>>>

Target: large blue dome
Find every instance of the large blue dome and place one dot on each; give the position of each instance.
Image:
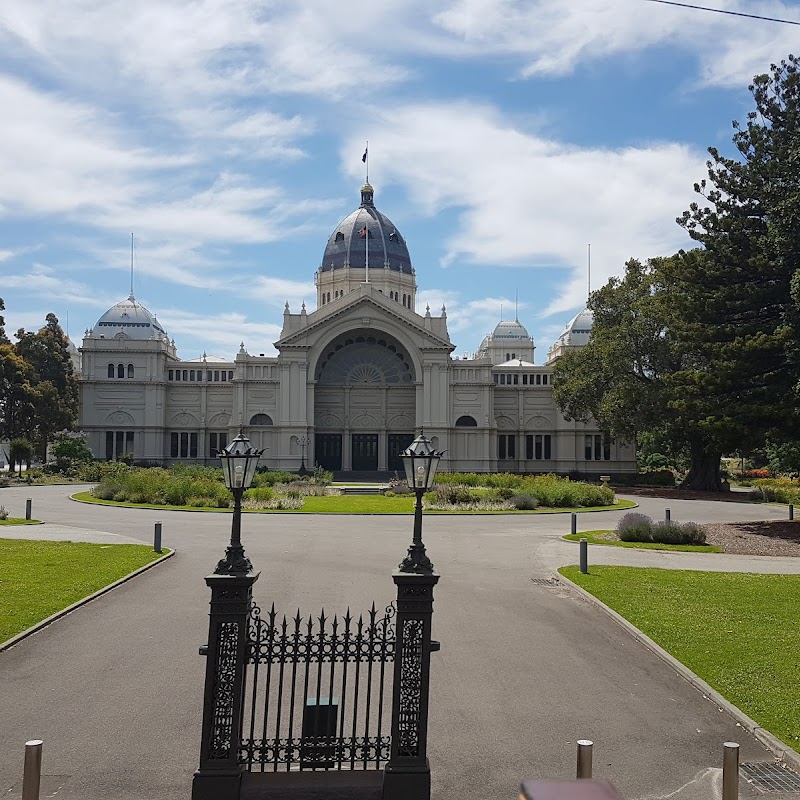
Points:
(366, 233)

<<<

Exercise directions - Count up the lines of the listing where "large" occurs, and answer with that number only.

Your solution - 2